# Material provided:
▼

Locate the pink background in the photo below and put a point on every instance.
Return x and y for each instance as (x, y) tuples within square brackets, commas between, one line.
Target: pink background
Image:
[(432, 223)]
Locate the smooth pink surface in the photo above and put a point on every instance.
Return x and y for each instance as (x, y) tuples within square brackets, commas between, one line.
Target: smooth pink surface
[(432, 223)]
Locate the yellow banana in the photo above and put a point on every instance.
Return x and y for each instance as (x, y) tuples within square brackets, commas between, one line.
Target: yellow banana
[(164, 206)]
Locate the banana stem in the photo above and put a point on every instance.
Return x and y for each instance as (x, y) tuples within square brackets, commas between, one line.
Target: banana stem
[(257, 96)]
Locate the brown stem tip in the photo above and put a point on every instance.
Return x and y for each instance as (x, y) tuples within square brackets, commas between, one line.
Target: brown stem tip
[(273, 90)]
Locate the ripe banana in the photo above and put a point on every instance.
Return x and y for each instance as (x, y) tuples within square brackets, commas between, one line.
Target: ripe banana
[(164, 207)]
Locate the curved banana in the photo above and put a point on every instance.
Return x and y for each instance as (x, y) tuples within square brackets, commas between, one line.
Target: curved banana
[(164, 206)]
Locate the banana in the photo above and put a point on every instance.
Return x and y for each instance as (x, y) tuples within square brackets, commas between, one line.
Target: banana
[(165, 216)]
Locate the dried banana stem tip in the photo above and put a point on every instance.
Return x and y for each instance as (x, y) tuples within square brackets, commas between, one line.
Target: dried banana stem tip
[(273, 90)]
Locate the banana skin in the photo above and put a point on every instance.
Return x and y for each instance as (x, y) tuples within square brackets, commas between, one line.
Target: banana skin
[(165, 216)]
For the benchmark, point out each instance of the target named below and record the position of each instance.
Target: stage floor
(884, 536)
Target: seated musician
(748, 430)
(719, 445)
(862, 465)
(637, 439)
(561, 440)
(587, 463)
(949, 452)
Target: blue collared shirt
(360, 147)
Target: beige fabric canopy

▲

# Problem statement:
Output every entry shown above, exactly.

# Response below:
Locate the pink background in the photo below and put a point on every instance.
Return x and y for each instance as (x, y) tuples within square brackets, commas between, one line.
Target: pink background
Image:
[(432, 223)]
Locate the smooth pink surface in the photo above and put a point on every instance.
Return x and y for each instance as (x, y) tuples within square brackets, commas between, one line.
Target: smooth pink surface
[(432, 223)]
Locate the yellow banana in the photo above and put a point on every instance.
Return x and y for each instance as (x, y) tuples within square brackets, commas between, one line.
Target: yellow banana
[(164, 206)]
Locate the banana stem in the photo above and put a point on every instance.
Return x and y for each instance as (x, y) tuples within square brackets, commas between, one line.
Target: banana stem
[(257, 96)]
Locate the brown stem tip in the photo above and put a point on every instance.
Return x and y for each instance as (x, y) tuples within square brackets, commas between, one line.
Target: brown stem tip
[(273, 90)]
Locate the ripe banana in the photo above and put a point on every instance.
Return x and y for each instance as (x, y) tuples within square brackets, commas between, one line.
Target: ripe banana
[(164, 207)]
Locate the curved banana in the photo above and put a point on every instance.
Return x and y for each instance as (x, y) tuples within square brackets, commas between, one line.
Target: curved banana
[(164, 206)]
Locate the banana in the photo above and put a point on every instance.
Return x and y for each instance as (x, y) tuples within square brackets, commas between, one line.
Target: banana
[(165, 216)]
Locate the dried banana stem tip in the photo above and put a point on every instance.
Return x and y for each instance as (x, y) tuples within square brackets, commas between, one line.
Target: dried banana stem tip
[(273, 90)]
Locate the banana skin in the photo above and put a point on every instance.
Return x and y for each instance as (x, y) tuples within square brackets, commas between, one line.
Target: banana skin
[(165, 216)]
For the benchmark, point out each instance of the target named below and record the position of each instance.
Target: stage floor
(884, 536)
Target: seated musician
(748, 430)
(719, 445)
(862, 465)
(637, 439)
(561, 440)
(587, 463)
(949, 452)
Target: blue collared shirt
(360, 147)
Target: beige fabric canopy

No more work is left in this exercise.